TASK GOAL: From the listing below, copy each line that contains the word "pixel".

### DATA RECORDS ###

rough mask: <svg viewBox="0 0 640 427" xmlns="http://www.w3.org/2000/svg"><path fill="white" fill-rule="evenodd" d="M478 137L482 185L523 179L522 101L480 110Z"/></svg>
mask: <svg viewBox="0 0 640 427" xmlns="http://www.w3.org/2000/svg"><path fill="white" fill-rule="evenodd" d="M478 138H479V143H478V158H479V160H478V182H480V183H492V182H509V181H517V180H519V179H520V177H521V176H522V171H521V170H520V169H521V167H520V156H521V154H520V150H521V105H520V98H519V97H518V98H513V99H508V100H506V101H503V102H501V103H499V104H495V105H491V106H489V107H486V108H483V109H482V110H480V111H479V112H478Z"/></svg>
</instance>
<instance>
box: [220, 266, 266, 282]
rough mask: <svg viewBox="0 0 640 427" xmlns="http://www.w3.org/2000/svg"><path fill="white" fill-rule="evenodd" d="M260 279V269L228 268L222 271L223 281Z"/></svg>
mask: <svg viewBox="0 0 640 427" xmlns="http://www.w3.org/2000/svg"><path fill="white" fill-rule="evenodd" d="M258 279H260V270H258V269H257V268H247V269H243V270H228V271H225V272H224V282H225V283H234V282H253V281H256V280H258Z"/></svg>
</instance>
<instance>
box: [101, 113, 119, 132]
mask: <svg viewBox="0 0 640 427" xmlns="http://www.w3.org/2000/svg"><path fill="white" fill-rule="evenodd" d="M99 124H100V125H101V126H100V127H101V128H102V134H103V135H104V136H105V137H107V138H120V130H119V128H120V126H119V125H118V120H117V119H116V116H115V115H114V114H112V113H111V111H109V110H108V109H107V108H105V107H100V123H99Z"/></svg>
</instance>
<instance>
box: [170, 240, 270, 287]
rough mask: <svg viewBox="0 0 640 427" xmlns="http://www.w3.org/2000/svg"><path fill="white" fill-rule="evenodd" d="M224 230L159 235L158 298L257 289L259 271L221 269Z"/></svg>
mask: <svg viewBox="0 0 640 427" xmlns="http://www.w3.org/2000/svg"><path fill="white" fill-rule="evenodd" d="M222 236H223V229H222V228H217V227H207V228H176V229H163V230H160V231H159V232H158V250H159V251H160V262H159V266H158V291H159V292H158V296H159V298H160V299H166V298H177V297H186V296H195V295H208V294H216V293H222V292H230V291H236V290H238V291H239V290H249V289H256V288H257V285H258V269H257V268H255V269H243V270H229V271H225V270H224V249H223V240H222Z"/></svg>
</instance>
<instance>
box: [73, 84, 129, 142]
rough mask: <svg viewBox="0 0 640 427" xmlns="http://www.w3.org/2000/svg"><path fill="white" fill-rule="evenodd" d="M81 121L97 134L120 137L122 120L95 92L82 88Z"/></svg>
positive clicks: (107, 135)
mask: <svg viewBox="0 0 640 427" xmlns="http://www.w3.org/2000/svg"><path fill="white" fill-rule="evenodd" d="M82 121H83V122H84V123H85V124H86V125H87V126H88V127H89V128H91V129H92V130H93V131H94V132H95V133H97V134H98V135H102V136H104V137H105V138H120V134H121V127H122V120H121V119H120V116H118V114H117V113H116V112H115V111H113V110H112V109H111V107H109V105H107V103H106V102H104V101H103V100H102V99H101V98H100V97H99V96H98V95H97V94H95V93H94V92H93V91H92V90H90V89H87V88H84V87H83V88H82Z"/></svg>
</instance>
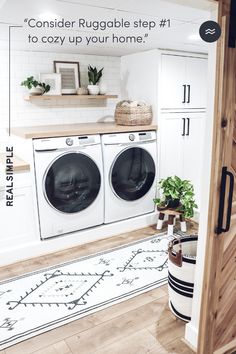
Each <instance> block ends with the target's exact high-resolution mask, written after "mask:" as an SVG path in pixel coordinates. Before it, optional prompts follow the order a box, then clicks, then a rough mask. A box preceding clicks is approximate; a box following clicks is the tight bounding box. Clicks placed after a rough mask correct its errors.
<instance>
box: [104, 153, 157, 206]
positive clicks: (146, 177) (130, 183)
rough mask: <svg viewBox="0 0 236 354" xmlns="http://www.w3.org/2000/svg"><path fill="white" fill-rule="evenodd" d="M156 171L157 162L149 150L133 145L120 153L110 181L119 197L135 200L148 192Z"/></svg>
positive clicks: (113, 169) (113, 166)
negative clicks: (155, 166) (149, 153)
mask: <svg viewBox="0 0 236 354" xmlns="http://www.w3.org/2000/svg"><path fill="white" fill-rule="evenodd" d="M155 173H156V169H155V163H154V161H153V158H152V156H151V155H150V154H149V152H147V151H146V150H144V149H142V148H139V147H132V148H128V149H126V150H124V151H122V152H121V153H120V154H119V155H118V157H117V159H116V160H115V162H114V164H113V166H112V169H111V175H110V178H111V181H110V182H111V186H112V189H113V191H114V193H115V194H116V195H117V196H118V197H119V198H121V199H123V200H126V201H134V200H137V199H140V198H142V197H143V196H145V194H147V192H148V191H149V189H150V188H151V186H152V184H153V182H154V179H155Z"/></svg>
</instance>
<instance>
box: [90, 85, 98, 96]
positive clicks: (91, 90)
mask: <svg viewBox="0 0 236 354" xmlns="http://www.w3.org/2000/svg"><path fill="white" fill-rule="evenodd" d="M88 92H89V94H90V95H98V94H99V87H98V85H88Z"/></svg>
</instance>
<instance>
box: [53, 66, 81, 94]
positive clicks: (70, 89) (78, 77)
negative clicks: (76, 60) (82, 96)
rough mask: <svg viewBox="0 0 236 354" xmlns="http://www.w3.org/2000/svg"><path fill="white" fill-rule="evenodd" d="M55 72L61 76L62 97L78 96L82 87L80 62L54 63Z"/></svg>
mask: <svg viewBox="0 0 236 354" xmlns="http://www.w3.org/2000/svg"><path fill="white" fill-rule="evenodd" d="M53 64H54V71H55V73H57V74H60V75H61V93H62V95H76V91H77V89H78V88H79V87H80V72H79V62H72V61H54V62H53Z"/></svg>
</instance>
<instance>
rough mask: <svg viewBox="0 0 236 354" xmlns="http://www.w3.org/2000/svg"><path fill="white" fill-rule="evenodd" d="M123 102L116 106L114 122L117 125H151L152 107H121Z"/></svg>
mask: <svg viewBox="0 0 236 354" xmlns="http://www.w3.org/2000/svg"><path fill="white" fill-rule="evenodd" d="M122 103H123V102H119V103H117V105H116V110H115V121H116V124H119V125H149V124H151V123H152V107H151V106H138V107H122V106H121V105H122Z"/></svg>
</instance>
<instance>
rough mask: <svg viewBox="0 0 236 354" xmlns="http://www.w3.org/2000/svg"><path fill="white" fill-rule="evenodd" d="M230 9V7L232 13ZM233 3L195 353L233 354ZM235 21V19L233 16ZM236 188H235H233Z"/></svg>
mask: <svg viewBox="0 0 236 354" xmlns="http://www.w3.org/2000/svg"><path fill="white" fill-rule="evenodd" d="M231 6H232V7H231ZM234 7H236V0H232V4H231V1H230V0H219V20H218V22H219V24H220V25H221V28H222V36H221V39H220V40H219V41H218V47H217V78H216V92H215V124H214V134H213V136H214V140H213V159H212V177H211V191H210V211H209V221H208V235H207V246H206V260H205V272H204V284H203V294H202V306H201V319H200V328H199V341H198V353H199V354H213V353H214V354H220V353H227V354H228V353H230V354H231V353H236V183H235V179H236V113H235V109H236V100H235V96H236V48H235V37H236V34H235V32H236V17H233V15H234V14H233V12H232V11H236V10H235V9H234ZM235 15H236V14H235ZM234 185H235V188H234Z"/></svg>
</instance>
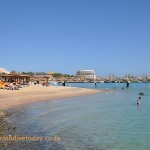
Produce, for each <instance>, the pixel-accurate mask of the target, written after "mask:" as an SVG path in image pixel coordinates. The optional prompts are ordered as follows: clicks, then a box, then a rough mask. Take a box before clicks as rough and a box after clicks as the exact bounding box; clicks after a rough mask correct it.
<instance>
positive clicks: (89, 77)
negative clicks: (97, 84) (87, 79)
mask: <svg viewBox="0 0 150 150" xmlns="http://www.w3.org/2000/svg"><path fill="white" fill-rule="evenodd" d="M76 76H77V77H85V78H89V79H95V78H96V75H95V71H94V70H78V71H77V73H76Z"/></svg>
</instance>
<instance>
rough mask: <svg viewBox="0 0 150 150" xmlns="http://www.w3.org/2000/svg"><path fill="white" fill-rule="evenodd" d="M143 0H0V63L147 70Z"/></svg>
mask: <svg viewBox="0 0 150 150" xmlns="http://www.w3.org/2000/svg"><path fill="white" fill-rule="evenodd" d="M149 8H150V1H149V0H13V1H12V0H1V1H0V56H1V57H0V67H4V68H6V69H8V70H10V71H12V70H16V71H44V72H50V71H55V72H62V73H68V74H75V73H76V71H77V70H80V69H94V70H95V71H96V73H97V74H98V75H108V74H115V75H124V74H126V73H130V74H134V75H139V74H141V73H147V74H150V67H149V65H150V58H149V57H150V9H149Z"/></svg>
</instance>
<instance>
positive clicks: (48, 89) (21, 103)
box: [0, 85, 102, 110]
mask: <svg viewBox="0 0 150 150" xmlns="http://www.w3.org/2000/svg"><path fill="white" fill-rule="evenodd" d="M99 92H102V90H96V89H86V88H76V87H61V86H60V87H59V86H58V87H57V86H49V87H44V86H41V85H30V86H28V87H24V88H21V89H20V90H2V89H0V110H7V109H10V108H14V107H16V106H22V105H27V104H30V103H33V102H38V101H44V100H54V99H63V98H69V97H76V96H82V95H88V94H95V93H99Z"/></svg>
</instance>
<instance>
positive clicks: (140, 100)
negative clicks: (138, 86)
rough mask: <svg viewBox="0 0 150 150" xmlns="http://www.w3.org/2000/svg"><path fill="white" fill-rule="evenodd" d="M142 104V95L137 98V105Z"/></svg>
mask: <svg viewBox="0 0 150 150" xmlns="http://www.w3.org/2000/svg"><path fill="white" fill-rule="evenodd" d="M140 104H141V97H139V99H138V100H137V105H140Z"/></svg>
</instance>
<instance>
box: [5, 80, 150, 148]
mask: <svg viewBox="0 0 150 150" xmlns="http://www.w3.org/2000/svg"><path fill="white" fill-rule="evenodd" d="M91 84H92V83H91ZM68 86H77V84H76V85H71V84H70V85H68ZM78 86H80V87H83V86H84V87H89V84H82V85H78ZM90 86H91V88H93V87H94V84H93V85H90ZM92 86H93V87H92ZM114 86H116V87H117V90H114V91H111V92H104V93H99V94H95V95H88V96H82V97H76V98H69V99H62V100H53V101H52V100H51V101H46V102H37V103H34V104H31V105H28V106H26V107H23V108H18V109H16V110H10V111H11V112H12V114H11V115H10V116H9V118H7V120H6V121H7V123H9V124H10V125H11V126H15V127H16V129H14V130H11V131H8V132H7V134H11V135H16V136H40V137H41V136H43V137H54V136H58V137H60V138H61V139H60V141H51V142H50V141H42V142H39V141H38V142H36V141H13V142H11V143H10V144H9V145H8V146H7V149H13V148H16V147H17V149H23V150H24V149H25V150H26V149H36V150H37V149H40V150H41V149H42V150H49V149H50V150H51V149H58V150H60V149H62V150H122V149H123V150H141V149H143V150H148V149H150V142H149V141H150V124H149V123H150V117H149V116H150V109H149V108H150V84H149V83H132V84H130V87H129V88H128V89H127V88H125V89H124V90H122V89H121V88H122V87H123V86H124V87H125V86H126V84H122V83H120V84H119V83H117V84H116V83H114V84H108V83H105V84H104V83H103V84H102V83H99V84H97V88H103V89H105V88H109V89H112V88H113V87H114ZM139 92H144V96H141V105H140V107H138V106H137V104H136V102H137V99H138V97H139Z"/></svg>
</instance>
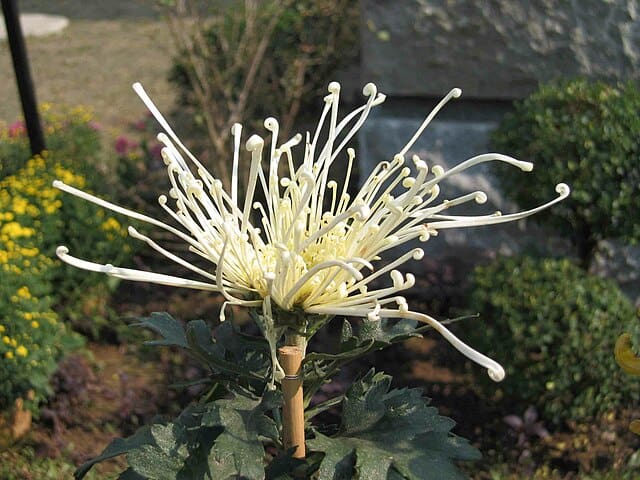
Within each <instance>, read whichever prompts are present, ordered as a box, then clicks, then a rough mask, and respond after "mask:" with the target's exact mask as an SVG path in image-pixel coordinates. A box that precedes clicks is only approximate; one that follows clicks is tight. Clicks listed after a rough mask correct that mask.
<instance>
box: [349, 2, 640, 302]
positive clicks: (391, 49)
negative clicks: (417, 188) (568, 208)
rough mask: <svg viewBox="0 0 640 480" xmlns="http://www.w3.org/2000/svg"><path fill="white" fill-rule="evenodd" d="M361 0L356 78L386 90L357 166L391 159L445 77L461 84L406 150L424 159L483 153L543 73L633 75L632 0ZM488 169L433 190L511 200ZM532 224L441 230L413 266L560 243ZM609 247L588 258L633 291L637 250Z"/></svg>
mask: <svg viewBox="0 0 640 480" xmlns="http://www.w3.org/2000/svg"><path fill="white" fill-rule="evenodd" d="M361 4H362V25H361V32H362V33H361V37H362V65H361V67H362V82H363V83H364V82H369V81H373V82H374V83H376V84H377V85H378V88H379V90H380V91H382V92H384V93H385V94H387V95H388V100H387V102H386V103H385V104H383V105H382V106H381V107H379V108H378V109H377V112H376V113H375V114H374V115H373V116H372V118H371V119H370V121H369V122H367V124H366V125H365V127H364V128H363V129H362V130H361V132H360V137H359V142H360V155H359V158H360V160H361V171H362V172H368V171H370V170H371V168H373V166H374V165H375V164H376V163H378V162H379V161H381V160H383V159H390V158H392V157H393V155H394V154H395V153H396V152H397V151H399V150H400V149H401V148H402V147H403V146H404V144H405V143H406V141H407V140H408V139H409V138H410V137H411V135H412V134H413V132H414V131H415V130H416V129H417V127H418V126H419V125H420V123H421V122H422V120H423V119H424V117H425V116H426V114H427V113H428V112H429V111H430V109H431V108H432V107H433V105H435V103H436V100H437V99H439V98H441V97H442V96H444V95H445V94H446V93H447V92H448V91H449V90H450V89H451V88H452V87H460V88H462V90H463V97H462V98H461V99H459V100H454V101H453V103H451V104H450V105H449V106H447V107H446V109H445V110H444V111H443V112H442V114H441V115H440V116H439V117H438V119H437V120H436V121H434V122H433V123H432V125H431V126H430V127H429V128H428V129H427V131H426V132H425V134H424V135H423V137H422V138H421V139H420V141H418V142H417V143H416V144H415V146H414V147H413V148H412V150H411V151H410V152H409V153H408V155H407V158H410V155H411V154H414V153H415V154H418V155H419V156H420V157H421V158H422V159H424V160H426V161H427V163H428V164H430V165H433V164H440V165H443V166H445V168H448V167H451V166H453V165H456V164H457V163H459V162H461V161H463V160H465V159H466V158H468V157H470V156H473V155H475V154H478V153H485V152H487V151H488V150H489V145H488V135H489V133H490V132H491V130H493V129H494V128H495V127H496V126H497V124H498V122H499V121H500V119H501V118H502V116H503V115H504V113H505V112H506V111H508V110H509V109H510V105H511V101H512V100H513V99H518V98H523V97H525V96H526V95H527V94H528V93H530V92H531V91H532V90H534V89H535V88H536V86H537V84H538V83H539V82H541V81H548V80H552V79H557V78H566V77H574V76H577V75H581V76H587V77H591V78H599V79H606V80H628V79H640V18H639V16H640V4H639V2H638V1H637V0H633V1H632V0H533V1H526V0H488V1H474V0H384V1H383V0H362V1H361ZM501 153H506V154H509V152H501ZM494 168H505V167H504V166H501V165H496V166H493V165H489V166H485V167H482V168H479V169H476V170H473V171H469V172H468V173H467V174H465V175H460V176H458V177H457V178H454V179H452V181H450V182H448V183H447V184H446V185H443V186H442V187H443V188H442V194H441V195H442V198H453V197H454V196H456V194H459V193H461V192H463V191H465V192H468V191H472V190H475V189H481V190H484V191H486V192H487V194H488V195H489V202H488V203H487V204H486V205H484V206H482V207H484V212H492V211H494V210H496V209H499V210H501V211H503V212H510V211H514V210H515V209H517V207H516V206H515V205H512V204H510V203H509V202H507V201H505V199H504V198H503V196H502V195H501V191H500V185H499V184H498V183H497V182H496V180H495V178H494V176H493V175H492V171H493V170H492V169H494ZM522 174H523V175H526V173H522ZM563 180H567V179H558V181H563ZM569 183H570V182H569ZM567 201H570V199H569V200H567ZM531 206H532V205H523V206H522V207H523V208H528V207H531ZM532 223H533V222H531V221H529V222H528V223H521V224H520V225H509V226H495V227H488V228H483V229H468V230H459V231H446V232H443V233H441V235H439V236H438V237H437V238H435V239H432V240H429V242H428V243H427V244H426V245H425V253H426V259H425V261H424V262H422V264H421V265H417V266H415V267H417V268H415V269H416V270H417V271H420V270H421V269H422V273H424V274H425V276H427V277H429V276H430V277H431V278H436V277H437V276H438V275H433V273H434V268H435V269H438V270H441V269H442V268H443V267H442V262H444V263H445V264H449V266H451V268H454V269H457V270H458V274H459V275H460V276H461V277H463V276H464V275H465V273H466V272H468V270H470V268H472V267H473V265H474V264H475V263H477V262H478V261H480V260H481V259H486V258H488V257H489V258H490V257H492V256H494V255H496V254H501V253H507V254H509V253H515V252H517V251H519V250H522V249H525V248H527V247H528V245H527V244H531V243H534V244H537V245H541V244H545V243H548V242H549V241H551V242H553V248H554V249H556V251H557V249H558V245H561V246H562V245H564V246H565V247H566V242H564V243H563V241H562V239H553V238H552V237H551V236H549V235H548V234H547V233H544V232H541V231H540V230H539V229H536V228H532ZM529 246H530V245H529ZM609 247H610V248H609ZM608 248H609V249H608V251H609V252H611V255H612V257H609V259H607V258H604V259H603V258H601V259H599V260H598V262H597V265H596V266H595V269H597V271H598V272H599V273H601V274H603V275H608V276H612V277H614V278H616V279H618V281H619V282H620V284H621V285H622V287H623V288H624V289H625V290H626V291H627V293H629V295H630V296H631V297H632V298H633V299H634V300H636V301H637V302H638V301H640V273H639V272H638V270H637V268H636V267H637V265H638V264H640V252H639V251H638V249H629V248H627V247H625V248H621V247H620V246H616V244H613V247H611V245H609V244H608ZM611 258H615V261H611ZM434 259H435V260H437V261H436V262H434V261H433V260H434ZM430 274H432V275H430ZM434 287H436V288H437V287H438V286H437V285H434Z"/></svg>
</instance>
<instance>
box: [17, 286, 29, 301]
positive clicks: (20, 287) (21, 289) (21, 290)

###

ANSWER AREA:
Each <instance> block ends with the target's exact high-resolution mask, written after "mask:" as an SVG path in pixel coordinates. Before it, optional prompts follow the order a box, then clicks, then a rough mask. A box preceding clicks is approximate; a box following clicks is the tight bounding box. Clicks placed after a rough mask correct its errors.
Produce, for each <instance>, the pixel-accurate mask of the target, written after "mask:" as an SVG path in image pixel coordinates. The optional prompts are ordered as follows: clicks, then a box, then a rough mask. Take a box before clicks as rough and a box after clicks as the exact bounding box; clicks after a rough mask correct it.
Within each <instance>, read whichever prompts are present, ordered as a box, then clicks, then a rough mask, and respond after "mask:" with the target's exact mask as an SVG path in image-pixel coordinates. A box that precedes clicks is only approximate; one that follows clicks is tight. Clicks listed after a rough mask correct that mask.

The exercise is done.